WHAT TO DO: Rewrite the lines below as a JSON list of strings, one string per line, omitting blank lines and leaving the pictures out of the output.

THE DATA:
◆ ◆ ◆

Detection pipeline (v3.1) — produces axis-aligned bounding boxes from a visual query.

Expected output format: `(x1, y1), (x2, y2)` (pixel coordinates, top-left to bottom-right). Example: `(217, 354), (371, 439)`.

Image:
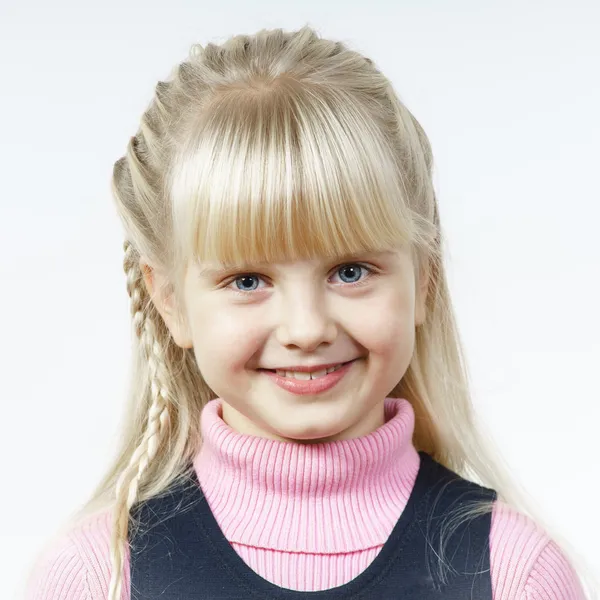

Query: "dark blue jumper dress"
(129, 452), (496, 600)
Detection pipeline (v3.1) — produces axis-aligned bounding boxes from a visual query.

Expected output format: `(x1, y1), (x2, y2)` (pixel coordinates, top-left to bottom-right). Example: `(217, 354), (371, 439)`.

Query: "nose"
(276, 289), (337, 352)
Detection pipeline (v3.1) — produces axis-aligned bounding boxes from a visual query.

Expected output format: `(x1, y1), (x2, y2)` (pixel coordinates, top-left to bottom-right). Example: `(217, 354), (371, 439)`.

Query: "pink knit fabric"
(26, 398), (584, 600)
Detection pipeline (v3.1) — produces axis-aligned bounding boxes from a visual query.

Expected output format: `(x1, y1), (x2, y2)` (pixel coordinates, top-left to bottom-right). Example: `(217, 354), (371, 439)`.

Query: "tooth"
(310, 369), (327, 379)
(286, 371), (310, 381)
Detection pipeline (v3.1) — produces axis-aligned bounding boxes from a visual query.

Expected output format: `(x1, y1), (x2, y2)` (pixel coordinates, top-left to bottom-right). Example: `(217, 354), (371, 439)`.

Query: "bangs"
(169, 81), (413, 265)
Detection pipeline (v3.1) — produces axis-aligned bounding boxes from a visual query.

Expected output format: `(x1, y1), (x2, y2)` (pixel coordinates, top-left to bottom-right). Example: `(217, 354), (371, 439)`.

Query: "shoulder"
(26, 510), (129, 600)
(490, 500), (584, 600)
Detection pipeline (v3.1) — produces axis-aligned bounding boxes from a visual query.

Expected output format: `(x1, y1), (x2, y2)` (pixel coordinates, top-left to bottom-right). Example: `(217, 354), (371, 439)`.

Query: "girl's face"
(147, 250), (427, 442)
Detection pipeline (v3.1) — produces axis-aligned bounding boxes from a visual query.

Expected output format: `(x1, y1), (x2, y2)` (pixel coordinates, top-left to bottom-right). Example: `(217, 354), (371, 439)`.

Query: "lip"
(259, 359), (356, 373)
(259, 358), (358, 396)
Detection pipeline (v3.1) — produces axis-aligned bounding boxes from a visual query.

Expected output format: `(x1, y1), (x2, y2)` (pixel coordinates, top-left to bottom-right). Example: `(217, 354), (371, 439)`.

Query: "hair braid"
(108, 242), (170, 600)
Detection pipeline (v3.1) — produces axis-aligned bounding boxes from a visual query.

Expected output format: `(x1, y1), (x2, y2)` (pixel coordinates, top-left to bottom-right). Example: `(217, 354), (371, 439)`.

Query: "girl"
(24, 27), (596, 600)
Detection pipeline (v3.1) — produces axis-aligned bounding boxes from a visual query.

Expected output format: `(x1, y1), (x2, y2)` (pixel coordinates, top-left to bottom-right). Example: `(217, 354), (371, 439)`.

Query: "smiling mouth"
(258, 358), (358, 381)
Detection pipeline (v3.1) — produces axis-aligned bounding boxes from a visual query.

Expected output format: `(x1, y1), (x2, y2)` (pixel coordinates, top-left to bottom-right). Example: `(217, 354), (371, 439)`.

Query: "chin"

◆ ◆ ◆

TASK SOLUTION:
[
  "Detection pipeline (v3.1) — produces axis-aligned bounding boxes from a visual query.",
  "Expected output format: `(x1, y1), (x2, y2)` (pixel coordinates, top-left to bottom-right). Example: `(217, 354), (371, 439)`.",
  "Image:",
  "Query: \"dark blue jumper dress\"",
  "(129, 452), (496, 600)",
  "Detection pipeline (v3.1) — produces axis-aligned bounding boxes from a visual query.",
  "Expected output format: `(x1, y1), (x2, y2)` (pixel coordinates, top-left to bottom-right). Example: `(217, 354), (371, 439)`.",
  "Query: \"nose\"",
  "(276, 289), (337, 352)",
  "Detection pipeline (v3.1) — produces axis-aligned bounding boxes from a visual query.",
  "Expected output format: `(x1, y1), (x2, y2)` (pixel coordinates, top-left to bottom-right). Example: `(217, 354), (371, 439)`.",
  "Query: \"pink knit fabric\"",
  "(26, 398), (584, 600)",
  "Detection pipeline (v3.1) — produces axis-aligned bounding boxes from a visual query.",
  "Expected output format: `(x1, y1), (x2, y2)` (pixel coordinates, top-left to bottom-right). Example: `(217, 354), (371, 439)`.",
  "Query: \"tooth\"",
  "(310, 369), (327, 379)",
  "(286, 371), (310, 381)",
  "Detection pipeline (v3.1) — produces axis-aligned bounding boxes from a visual query.",
  "Expected output format: `(x1, y1), (x2, y2)` (pixel coordinates, top-left to bottom-right). Example: `(217, 354), (371, 439)`.",
  "Query: \"bangs\"",
  "(169, 81), (413, 265)",
  "Detection pipeline (v3.1) — produces axis-aligned bounding boxes from a visual query.",
  "Expected output format: `(x1, y1), (x2, y2)` (pixel coordinates, top-left to bottom-right). Example: `(217, 354), (371, 439)`.",
  "Query: \"shoulder\"",
  "(26, 510), (129, 600)",
  "(490, 500), (584, 600)",
  "Detection pipeline (v3.1) — produces axis-aligned bounding boxes from a visual query.",
  "Expected output format: `(x1, y1), (x2, y2)` (pixel coordinates, top-left to bottom-right). Example: `(217, 354), (371, 439)`.",
  "Query: \"girl's face\"",
  "(147, 250), (427, 442)",
  "Detection pipeline (v3.1) — produces axis-aligned bounding boxes from a visual query.",
  "Expected output format: `(x1, y1), (x2, y2)` (pixel coordinates, top-left to bottom-right). Example: `(217, 354), (371, 439)`.",
  "Query: \"lip\"",
  "(259, 359), (356, 373)",
  "(259, 358), (358, 396)",
  "Detection pipeline (v3.1) — produces axis-aligned bounding boxes from a visual query.",
  "Expected output format: `(x1, y1), (x2, y2)` (pixel coordinates, top-left to bottom-right). Example: `(217, 354), (371, 439)`.",
  "Query: \"hair braid\"",
  "(108, 242), (170, 600)",
  "Detection pipeline (v3.1) — produces axis-aligned bounding boxes from a visual query.",
  "Expected output format: `(x1, y1), (x2, y2)` (pixel coordinates, top-left to bottom-right). Example: `(217, 354), (371, 439)`.",
  "Query: \"girl\"",
  "(24, 27), (596, 600)",
  "Detection pipeline (v3.1) — produces axis-aligned bounding boxes from a visual query.",
  "Expected output format: `(x1, y1), (x2, y2)` (pixel coordinates, top-left to bottom-right). Example: `(217, 354), (371, 439)`.",
  "Query: \"smiling mouth\"",
  "(258, 358), (358, 381)",
  "Detection pipeline (v3.1) — produces axis-aligned bounding boxes from a visual query.",
  "Expected output format: `(x1, y1), (x2, y2)` (pixel coordinates, top-left to bottom-right). Example: `(217, 354), (371, 439)`.",
  "Query: \"chin\""
]